Data entries:
>> begin

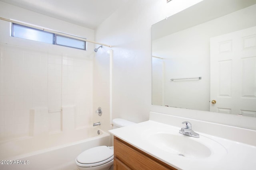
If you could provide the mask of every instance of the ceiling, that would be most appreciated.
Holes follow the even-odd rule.
[[[93,29],[128,1],[0,0],[0,1]]]

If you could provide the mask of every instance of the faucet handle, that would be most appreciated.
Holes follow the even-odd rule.
[[[183,122],[182,123],[186,123],[186,129],[192,129],[192,125],[191,125],[191,123],[190,122],[185,121]]]

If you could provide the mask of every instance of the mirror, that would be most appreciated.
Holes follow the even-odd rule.
[[[256,4],[204,0],[152,25],[152,104],[256,117]]]

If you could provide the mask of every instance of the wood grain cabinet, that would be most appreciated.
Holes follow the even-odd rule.
[[[114,137],[114,170],[176,170]]]

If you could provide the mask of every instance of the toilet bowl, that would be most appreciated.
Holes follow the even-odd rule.
[[[122,119],[113,120],[113,129],[134,123]],[[76,164],[79,170],[107,170],[113,163],[114,147],[94,147],[83,152],[76,159]]]

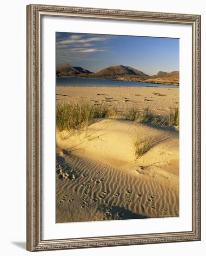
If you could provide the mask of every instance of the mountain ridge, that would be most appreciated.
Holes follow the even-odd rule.
[[[179,71],[171,72],[159,71],[157,74],[149,75],[133,67],[119,65],[108,67],[93,73],[81,67],[73,67],[67,63],[56,67],[58,77],[82,77],[107,79],[114,80],[143,81],[165,84],[179,84]],[[168,83],[170,83],[168,84]]]

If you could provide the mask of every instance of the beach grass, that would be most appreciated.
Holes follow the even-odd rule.
[[[56,106],[56,126],[60,131],[87,127],[95,118],[109,118],[114,109],[106,104],[95,105],[89,101],[58,103]]]
[[[136,158],[142,156],[155,145],[156,137],[154,135],[143,135],[137,133],[132,137],[132,142],[134,155]]]
[[[130,108],[125,114],[125,119],[136,123],[145,123],[151,119],[153,115],[149,108],[140,110],[136,107]]]
[[[179,126],[179,107],[176,108],[174,110],[171,110],[169,115],[165,118],[165,124],[171,127],[172,126]]]
[[[151,123],[154,125],[169,127],[179,126],[179,111],[178,107],[174,110],[171,110],[166,115],[153,116],[151,119]]]
[[[150,123],[165,127],[179,127],[179,107],[165,116],[156,116],[149,109],[140,110],[133,107],[120,115],[115,107],[105,103],[95,105],[89,101],[58,103],[56,106],[56,126],[60,131],[80,130],[89,126],[97,118],[123,119],[137,123]]]

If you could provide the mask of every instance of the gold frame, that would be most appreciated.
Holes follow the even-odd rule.
[[[200,240],[200,16],[32,4],[27,7],[27,237],[30,251]],[[41,20],[43,16],[190,24],[193,28],[192,230],[43,240],[41,228]]]

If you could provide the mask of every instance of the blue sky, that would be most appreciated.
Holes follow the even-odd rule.
[[[56,32],[56,65],[66,63],[96,72],[128,66],[149,75],[179,70],[179,40]]]

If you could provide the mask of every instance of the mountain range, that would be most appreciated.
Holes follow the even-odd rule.
[[[104,78],[157,83],[163,82],[165,84],[175,85],[179,85],[179,71],[159,71],[157,74],[151,76],[131,67],[122,65],[108,67],[93,73],[80,67],[73,67],[65,63],[57,67],[56,75],[58,77]]]

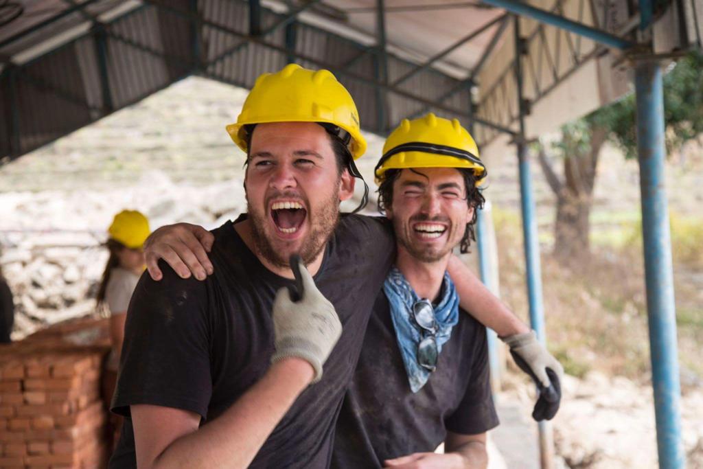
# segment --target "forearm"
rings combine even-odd
[[[460,463],[452,467],[457,469],[485,469],[488,467],[488,452],[486,444],[481,442],[470,442],[451,448],[447,454],[459,456]]]
[[[247,467],[312,377],[310,365],[298,359],[272,364],[224,413],[174,440],[153,467]]]
[[[491,328],[501,337],[529,331],[529,328],[491,293],[458,257],[451,257],[447,270],[456,287],[461,307],[482,324]]]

>> end

→ Exercise instructions: Look for the line that contains "frame, that would be most appreciated.", then please copy it and the rest of the lines through the end of the data, pictures excluded.

→ Solution to the exercise:
If you could provide the mask of every instance of the gold frame, that would be most appreciated.
Holes follow the even-odd rule.
[[[200,240],[200,16],[32,4],[27,7],[27,237],[30,251]],[[41,20],[43,16],[190,24],[193,28],[192,230],[43,240],[41,228]]]

If you could provide the mask of every instance of the blue sky, that would be most appreciated.
Holes follow the even-odd rule.
[[[56,32],[56,65],[66,63],[96,72],[128,66],[149,75],[179,70],[179,40]]]

If you could provide the mask of every instance of the mountain range, that would be most appreciated.
Holes follow the even-odd rule.
[[[104,78],[157,83],[163,82],[165,84],[175,85],[179,85],[179,71],[159,71],[157,74],[151,76],[131,67],[122,65],[108,67],[93,73],[80,67],[73,67],[65,63],[57,67],[56,75],[58,77]]]

# segment --target "forearm"
rings combine even-odd
[[[460,463],[452,467],[457,469],[485,469],[488,467],[488,452],[486,444],[481,442],[470,442],[451,448],[447,454],[459,456]]]
[[[247,467],[312,377],[310,365],[298,359],[272,364],[224,413],[174,440],[153,467]]]
[[[491,328],[501,337],[529,331],[529,328],[491,293],[458,257],[451,257],[447,270],[456,287],[461,307],[482,324]]]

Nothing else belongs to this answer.